[[ Given data open ]]

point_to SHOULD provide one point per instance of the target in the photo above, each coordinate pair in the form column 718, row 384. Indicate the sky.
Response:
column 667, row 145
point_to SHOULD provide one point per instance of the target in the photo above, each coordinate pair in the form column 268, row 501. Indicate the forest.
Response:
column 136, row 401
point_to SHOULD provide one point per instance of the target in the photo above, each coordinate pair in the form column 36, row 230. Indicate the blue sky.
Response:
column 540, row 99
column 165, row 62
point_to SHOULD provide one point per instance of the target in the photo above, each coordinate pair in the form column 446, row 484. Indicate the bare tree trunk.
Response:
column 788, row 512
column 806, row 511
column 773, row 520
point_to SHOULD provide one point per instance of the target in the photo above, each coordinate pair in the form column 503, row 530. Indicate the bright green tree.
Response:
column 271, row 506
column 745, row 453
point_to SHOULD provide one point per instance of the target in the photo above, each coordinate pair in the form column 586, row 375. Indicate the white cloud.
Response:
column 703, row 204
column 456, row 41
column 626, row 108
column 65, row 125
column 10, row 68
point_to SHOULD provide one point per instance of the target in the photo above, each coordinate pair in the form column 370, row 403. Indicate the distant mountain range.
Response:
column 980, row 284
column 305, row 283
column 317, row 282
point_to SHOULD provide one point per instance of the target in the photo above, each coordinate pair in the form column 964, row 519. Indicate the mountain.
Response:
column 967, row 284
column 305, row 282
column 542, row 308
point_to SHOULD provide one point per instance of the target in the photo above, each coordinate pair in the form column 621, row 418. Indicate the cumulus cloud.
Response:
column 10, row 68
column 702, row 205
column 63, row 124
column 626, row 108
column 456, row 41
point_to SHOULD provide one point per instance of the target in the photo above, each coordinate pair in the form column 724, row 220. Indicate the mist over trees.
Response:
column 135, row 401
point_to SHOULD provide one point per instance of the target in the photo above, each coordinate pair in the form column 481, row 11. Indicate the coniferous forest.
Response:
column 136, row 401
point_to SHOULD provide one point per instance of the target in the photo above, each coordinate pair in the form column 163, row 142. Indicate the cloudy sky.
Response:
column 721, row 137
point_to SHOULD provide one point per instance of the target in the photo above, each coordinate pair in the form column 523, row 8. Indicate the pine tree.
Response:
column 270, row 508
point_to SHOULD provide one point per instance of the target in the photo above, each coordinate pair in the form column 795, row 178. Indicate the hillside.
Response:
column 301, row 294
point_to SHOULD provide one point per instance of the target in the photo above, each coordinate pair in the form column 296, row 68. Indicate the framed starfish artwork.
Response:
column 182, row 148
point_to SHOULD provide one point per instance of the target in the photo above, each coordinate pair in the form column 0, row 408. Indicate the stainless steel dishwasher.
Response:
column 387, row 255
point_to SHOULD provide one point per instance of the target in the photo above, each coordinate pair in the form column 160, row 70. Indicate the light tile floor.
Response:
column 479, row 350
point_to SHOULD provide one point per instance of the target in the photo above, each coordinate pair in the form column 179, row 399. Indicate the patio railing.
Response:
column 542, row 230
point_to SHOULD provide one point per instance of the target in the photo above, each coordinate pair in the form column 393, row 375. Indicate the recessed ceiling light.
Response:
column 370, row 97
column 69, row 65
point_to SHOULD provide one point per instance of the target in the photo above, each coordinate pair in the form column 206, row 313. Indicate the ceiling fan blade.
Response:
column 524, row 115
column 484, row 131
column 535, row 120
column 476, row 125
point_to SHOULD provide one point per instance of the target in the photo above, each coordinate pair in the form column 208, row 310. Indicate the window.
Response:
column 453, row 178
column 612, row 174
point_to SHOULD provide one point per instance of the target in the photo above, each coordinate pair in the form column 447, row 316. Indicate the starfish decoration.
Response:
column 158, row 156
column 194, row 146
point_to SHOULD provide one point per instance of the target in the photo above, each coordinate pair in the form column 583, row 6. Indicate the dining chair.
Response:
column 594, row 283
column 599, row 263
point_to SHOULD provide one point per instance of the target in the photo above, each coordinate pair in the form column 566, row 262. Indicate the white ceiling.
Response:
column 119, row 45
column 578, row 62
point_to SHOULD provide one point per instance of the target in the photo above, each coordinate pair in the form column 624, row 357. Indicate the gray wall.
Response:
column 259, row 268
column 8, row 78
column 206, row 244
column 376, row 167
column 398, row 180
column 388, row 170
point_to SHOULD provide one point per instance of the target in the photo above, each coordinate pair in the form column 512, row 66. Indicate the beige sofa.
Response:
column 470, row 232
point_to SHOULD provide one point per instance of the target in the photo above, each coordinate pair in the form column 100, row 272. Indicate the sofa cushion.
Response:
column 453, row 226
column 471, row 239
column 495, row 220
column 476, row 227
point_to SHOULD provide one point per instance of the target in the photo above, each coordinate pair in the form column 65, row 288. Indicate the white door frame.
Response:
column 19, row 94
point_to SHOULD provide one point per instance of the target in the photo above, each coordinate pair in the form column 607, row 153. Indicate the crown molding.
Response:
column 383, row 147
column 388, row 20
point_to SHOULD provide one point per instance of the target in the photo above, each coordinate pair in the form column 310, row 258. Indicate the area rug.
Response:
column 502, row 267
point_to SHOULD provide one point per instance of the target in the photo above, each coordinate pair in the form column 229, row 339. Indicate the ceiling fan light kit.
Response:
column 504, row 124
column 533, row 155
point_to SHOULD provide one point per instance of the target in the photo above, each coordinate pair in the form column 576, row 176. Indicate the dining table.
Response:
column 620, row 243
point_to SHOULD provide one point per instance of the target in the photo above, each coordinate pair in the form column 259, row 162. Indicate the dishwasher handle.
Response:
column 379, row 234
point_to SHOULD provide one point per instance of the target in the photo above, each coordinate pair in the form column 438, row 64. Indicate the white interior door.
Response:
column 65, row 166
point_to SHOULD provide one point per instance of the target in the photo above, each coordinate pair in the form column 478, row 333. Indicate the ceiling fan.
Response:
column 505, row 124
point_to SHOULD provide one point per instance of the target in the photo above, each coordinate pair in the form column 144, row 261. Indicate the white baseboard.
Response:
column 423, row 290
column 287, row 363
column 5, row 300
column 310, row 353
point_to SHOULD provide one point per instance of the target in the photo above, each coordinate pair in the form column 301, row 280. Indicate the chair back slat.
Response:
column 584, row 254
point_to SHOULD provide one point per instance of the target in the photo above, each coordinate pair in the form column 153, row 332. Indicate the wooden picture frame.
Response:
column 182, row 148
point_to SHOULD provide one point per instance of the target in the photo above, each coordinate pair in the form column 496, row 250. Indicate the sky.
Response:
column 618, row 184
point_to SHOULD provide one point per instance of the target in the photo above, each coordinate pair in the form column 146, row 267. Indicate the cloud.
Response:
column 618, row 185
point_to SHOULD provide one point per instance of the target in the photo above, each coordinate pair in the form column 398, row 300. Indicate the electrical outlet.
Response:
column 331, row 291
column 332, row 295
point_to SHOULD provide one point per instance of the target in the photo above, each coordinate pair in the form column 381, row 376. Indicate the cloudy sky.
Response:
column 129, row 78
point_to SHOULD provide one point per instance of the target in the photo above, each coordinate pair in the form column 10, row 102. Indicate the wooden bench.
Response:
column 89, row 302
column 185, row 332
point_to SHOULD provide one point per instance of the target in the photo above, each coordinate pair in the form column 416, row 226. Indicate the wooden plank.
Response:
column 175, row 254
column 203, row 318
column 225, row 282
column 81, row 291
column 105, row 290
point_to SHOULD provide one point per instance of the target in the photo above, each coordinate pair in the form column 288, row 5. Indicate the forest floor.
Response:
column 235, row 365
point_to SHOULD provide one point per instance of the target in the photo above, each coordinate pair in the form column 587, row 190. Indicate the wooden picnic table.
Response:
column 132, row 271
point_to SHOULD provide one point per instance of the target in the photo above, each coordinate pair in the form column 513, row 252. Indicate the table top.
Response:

[[ Given data closed ]]

Output each record above exactly, omitting nothing.

point_to SHOULD provide one point per instance of the target in the photo above, each coordinate pair in the form column 718, row 384. Indicate the sky.
Response:
column 667, row 145
point_to SHOULD provide one point per instance of the target in the photo above, each coordinate pair in the form column 268, row 501. Indicate the forest.
Response:
column 136, row 401
point_to SHOULD provide one point per instance of the target in the photo above, each coordinate pair in the form column 36, row 230. Indicate the blue sky.
Response:
column 540, row 99
column 165, row 62
point_to SHOULD provide one point per instance of the target in the photo above, each coordinate pair in the form column 446, row 484. Indicate the bare tree trunk.
Response:
column 788, row 512
column 806, row 511
column 773, row 520
point_to SHOULD provide one point per instance of the target in the photo above, each coordinate pair in the form column 503, row 530. Indicate the bright green tree.
Response:
column 271, row 506
column 745, row 453
point_to SHOULD provide one point per instance of the target in the photo above, each coordinate pair in the form column 586, row 375. Indicate the white cloud.
Response:
column 703, row 204
column 456, row 41
column 626, row 108
column 65, row 125
column 10, row 68
point_to SHOULD provide one point per instance of the target in the photo above, each coordinate pair in the form column 370, row 403. Indicate the distant mountain range.
Response:
column 980, row 284
column 305, row 283
column 317, row 282
point_to SHOULD provide one point per instance of the target in the photo above, each coordinate pair in the form column 964, row 519. Indicate the mountain.
Response:
column 967, row 284
column 305, row 282
column 542, row 308
point_to SHOULD provide one point per instance of the target in the photo above, each coordinate pair in the form column 621, row 418. Indicate the cumulus cloud.
Response:
column 10, row 68
column 702, row 205
column 63, row 124
column 626, row 108
column 456, row 41
point_to SHOULD provide one point per instance of the target in the photo above, each coordinate pair in the form column 724, row 220. Indicate the mist over trees.
Response:
column 135, row 401
point_to SHOULD provide one point per instance of the target in the photo above, each coordinate pair in the form column 481, row 11. Indicate the coniferous forest.
Response:
column 136, row 401
point_to SHOULD provide one point per instance of the target in the photo above, each coordinate pair in the form column 163, row 142. Indicate the cloudy sky.
Response:
column 721, row 137
point_to SHOULD provide one point per instance of the target in the photo above, each coordinate pair in the form column 523, row 8. Indicate the pine tree.
Response:
column 270, row 508
point_to SHOULD provide one point per instance of the target in the photo above, each coordinate pair in the form column 795, row 178. Indicate the hillside.
Response:
column 301, row 294
point_to SHOULD provide one point per instance of the target in the photo above, each coordinate pair in the form column 296, row 68. Indicate the framed starfish artwork.
Response:
column 182, row 148
point_to SHOULD provide one point per instance of the target in the photo above, each coordinate pair in the form column 0, row 408. Indicate the stainless steel dishwasher.
Response:
column 387, row 255
point_to SHOULD provide one point per instance of the target in the photo above, each coordinate pair in the form column 160, row 70. Indicate the light tile floor.
Response:
column 479, row 350
point_to SHOULD provide one point per instance of the target in the photo above, each coordinate pair in the form column 179, row 399. Indicate the patio railing.
Response:
column 542, row 230
point_to SHOULD provide one point per instance of the target in the photo above, each coordinate pair in the form column 393, row 375. Indicate the recessed ceiling light.
Response:
column 370, row 97
column 69, row 65
point_to SHOULD provide one point per instance of the target in the photo above, each coordinate pair in the form column 206, row 313. Indicate the ceiling fan blade.
Response:
column 524, row 115
column 484, row 131
column 535, row 120
column 476, row 125
point_to SHOULD provide one point per instance of the target in the photo above, each coordinate pair in the form column 208, row 310. Indicate the window.
Response:
column 453, row 178
column 612, row 174
point_to SHOULD provide one point per instance of the target in the photo above, each coordinate pair in the form column 447, row 316. Indicate the starfish decoration.
Response:
column 158, row 156
column 194, row 146
point_to SHOULD provide one point per instance of the target in the photo above, each coordinate pair in the form column 583, row 6. Indicate the dining chair.
Response:
column 594, row 283
column 599, row 263
point_to SHOULD provide one point per instance of the target in the photo above, each coordinate pair in the form column 566, row 262. Indicate the white ceiling.
Response:
column 119, row 45
column 578, row 62
point_to SHOULD provide one point per instance of the target in the photo above, each coordinate pair in the form column 624, row 357. Indicate the gray wall.
Response:
column 259, row 268
column 8, row 78
column 206, row 244
column 376, row 167
column 398, row 180
column 388, row 170
point_to SHOULD provide one point per instance of the target in the photo above, each coordinate pair in the form column 512, row 66. Indicate the beige sofa.
Response:
column 470, row 232
point_to SHOULD provide one point per instance of the target in the photo above, each coordinate pair in the form column 100, row 272. Indicate the sofa cushion.
Response:
column 453, row 226
column 471, row 239
column 495, row 220
column 476, row 227
point_to SHOULD provide one point per instance of the target in the photo above, each coordinate pair in the form column 65, row 288. Indicate the white door frame.
Response:
column 19, row 94
point_to SHOULD provide one point per instance of the target in the photo above, each coordinate pair in the form column 607, row 153. Indicate the crown molding.
Response:
column 383, row 147
column 388, row 20
point_to SHOULD provide one point per instance of the target in the photo above, each coordinate pair in the form column 310, row 258. Indicate the area rug.
Response:
column 502, row 267
point_to SHOULD provide one point per instance of the target in the photo above, each coordinate pair in the form column 229, row 339. Indicate the ceiling fan light kit.
Response:
column 504, row 124
column 533, row 155
point_to SHOULD provide one point per instance of the target in the photo above, each coordinate pair in the form column 576, row 176. Indicate the dining table.
Response:
column 620, row 243
point_to SHOULD provide one point per instance of the target in the photo above, each coordinate pair in the form column 259, row 162. Indicate the dishwasher handle.
Response:
column 379, row 234
point_to SHOULD provide one point per instance of the target in the photo above, each coordinate pair in the form column 438, row 64. Indicate the white interior door.
Response:
column 65, row 166
point_to SHOULD provide one point per instance of the target in the photo above, each coordinate pair in the form column 478, row 333. Indicate the ceiling fan.
Response:
column 505, row 124
point_to SHOULD provide one point per instance of the target in the photo above, each coordinate pair in the form column 144, row 261. Indicate the white baseboard.
Response:
column 423, row 290
column 287, row 363
column 5, row 300
column 310, row 353
point_to SHOULD provide one point per instance of the target in the photo above, each coordinate pair in the form column 301, row 280. Indicate the chair back slat.
Response:
column 584, row 254
point_to SHOULD provide one point per instance of the target in the photo above, each coordinate pair in the form column 153, row 332. Indicate the wooden picture frame.
Response:
column 182, row 148
point_to SHOULD provide one point per instance of the target in the photo above, each coordinate pair in the form column 496, row 250. Indicate the sky.
Response:
column 618, row 184
point_to SHOULD provide one point per instance of the target in the photo above, each coordinate pair in the form column 146, row 267. Indicate the cloud.
Response:
column 618, row 185
point_to SHOULD provide one point per instance of the target in the photo above, each coordinate pair in the form column 398, row 300. Indicate the electrical outlet.
Response:
column 331, row 291
column 332, row 295
point_to SHOULD provide one point per instance of the target in the photo above, each coordinate pair in the form column 381, row 376. Indicate the cloudy sky.
Response:
column 129, row 78
point_to SHOULD provide one point per instance of the target in the photo above, each coordinate pair in the form column 10, row 102. Indicate the wooden bench.
Response:
column 89, row 302
column 185, row 332
point_to SHOULD provide one point per instance of the target in the photo above, each coordinate pair in the form column 416, row 226. Indicate the wooden plank.
Response:
column 175, row 254
column 203, row 318
column 225, row 282
column 81, row 291
column 105, row 290
point_to SHOULD provide one point per instance of the target in the photo above, each coordinate pair in the form column 288, row 5. Indicate the forest floor.
Response:
column 235, row 365
point_to SHOULD provide one point per instance of the target in the photo above, each coordinate pair in the form column 587, row 190. Indicate the wooden picnic table.
Response:
column 132, row 271
point_to SHOULD provide one point per instance of the target in the photo above, each coordinate pair in the form column 513, row 252. Indicate the table top.
Response:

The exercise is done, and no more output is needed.